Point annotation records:
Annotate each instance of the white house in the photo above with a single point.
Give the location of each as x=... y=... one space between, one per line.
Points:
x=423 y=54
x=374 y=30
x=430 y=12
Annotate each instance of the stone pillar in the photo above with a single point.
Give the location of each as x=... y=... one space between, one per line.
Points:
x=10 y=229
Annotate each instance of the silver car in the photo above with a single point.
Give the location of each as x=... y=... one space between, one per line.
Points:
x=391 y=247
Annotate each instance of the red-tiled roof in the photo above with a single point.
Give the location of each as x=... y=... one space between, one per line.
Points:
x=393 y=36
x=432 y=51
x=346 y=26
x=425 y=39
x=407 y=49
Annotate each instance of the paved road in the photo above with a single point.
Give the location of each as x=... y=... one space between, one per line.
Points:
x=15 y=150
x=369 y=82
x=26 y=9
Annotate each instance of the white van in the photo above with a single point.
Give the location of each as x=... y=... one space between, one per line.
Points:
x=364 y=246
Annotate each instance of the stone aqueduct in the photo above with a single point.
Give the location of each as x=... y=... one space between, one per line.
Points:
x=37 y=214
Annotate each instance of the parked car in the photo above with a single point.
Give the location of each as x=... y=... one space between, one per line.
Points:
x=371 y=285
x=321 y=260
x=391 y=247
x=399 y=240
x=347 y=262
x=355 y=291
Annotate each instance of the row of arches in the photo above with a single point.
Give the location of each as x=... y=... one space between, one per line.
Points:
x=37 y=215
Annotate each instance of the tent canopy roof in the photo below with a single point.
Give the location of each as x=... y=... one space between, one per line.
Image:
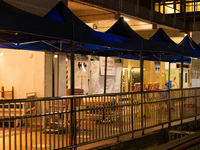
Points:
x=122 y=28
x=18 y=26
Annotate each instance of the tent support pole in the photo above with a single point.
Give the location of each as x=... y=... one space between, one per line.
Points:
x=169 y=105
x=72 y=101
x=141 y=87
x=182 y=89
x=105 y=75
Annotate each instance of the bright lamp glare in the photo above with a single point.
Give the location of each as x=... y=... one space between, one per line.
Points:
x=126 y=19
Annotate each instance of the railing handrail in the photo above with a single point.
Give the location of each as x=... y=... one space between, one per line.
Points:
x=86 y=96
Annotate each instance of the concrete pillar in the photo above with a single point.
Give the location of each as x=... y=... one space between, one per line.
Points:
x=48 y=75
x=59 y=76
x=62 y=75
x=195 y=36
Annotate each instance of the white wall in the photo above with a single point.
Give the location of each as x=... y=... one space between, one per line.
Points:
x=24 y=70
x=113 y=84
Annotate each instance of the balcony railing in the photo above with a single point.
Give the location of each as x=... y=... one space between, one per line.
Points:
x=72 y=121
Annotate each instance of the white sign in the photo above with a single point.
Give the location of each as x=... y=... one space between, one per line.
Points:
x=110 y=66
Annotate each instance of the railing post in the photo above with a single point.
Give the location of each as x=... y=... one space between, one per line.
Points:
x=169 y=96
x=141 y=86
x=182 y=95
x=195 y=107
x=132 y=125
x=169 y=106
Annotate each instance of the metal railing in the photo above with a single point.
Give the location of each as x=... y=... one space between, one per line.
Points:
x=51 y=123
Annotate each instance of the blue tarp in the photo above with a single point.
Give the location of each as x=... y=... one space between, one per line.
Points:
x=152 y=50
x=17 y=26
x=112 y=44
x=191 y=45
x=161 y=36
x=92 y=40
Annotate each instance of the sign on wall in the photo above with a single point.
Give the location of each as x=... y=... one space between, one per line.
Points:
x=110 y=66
--
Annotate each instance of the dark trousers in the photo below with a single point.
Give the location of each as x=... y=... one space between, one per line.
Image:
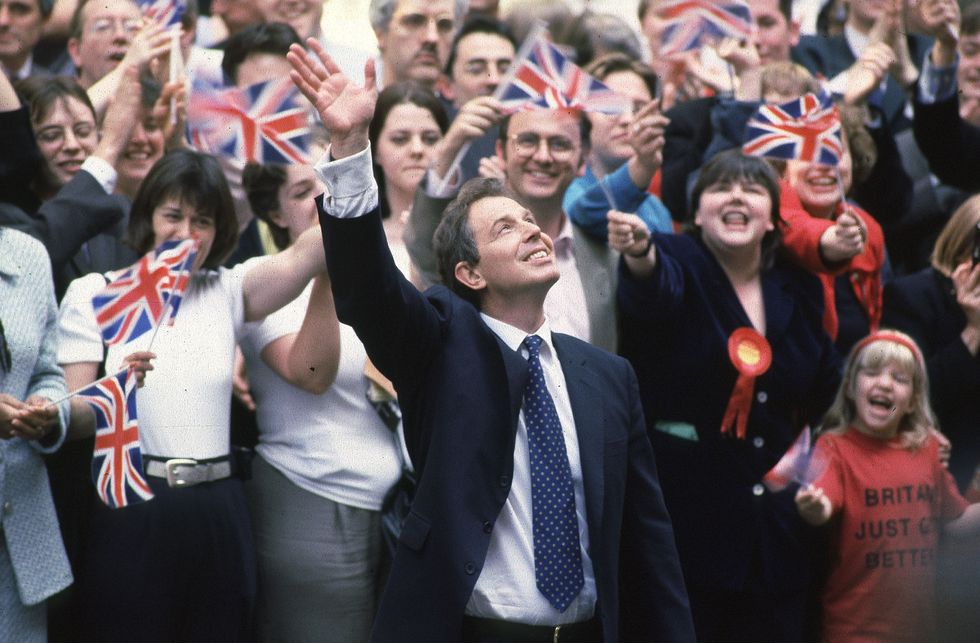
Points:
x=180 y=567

Problem requirements: Take the lines from the one containing "Annotate each instance of the dark" through the one containing "x=180 y=567", both included, and output them as a numbered list without blank lines. Leave out the picture.

Solution:
1. Annotate each instance of the dark trousers in the photo below with a single point.
2. Give the location of each as x=... y=... one space between, one per line.
3. Image:
4. Points:
5. x=180 y=567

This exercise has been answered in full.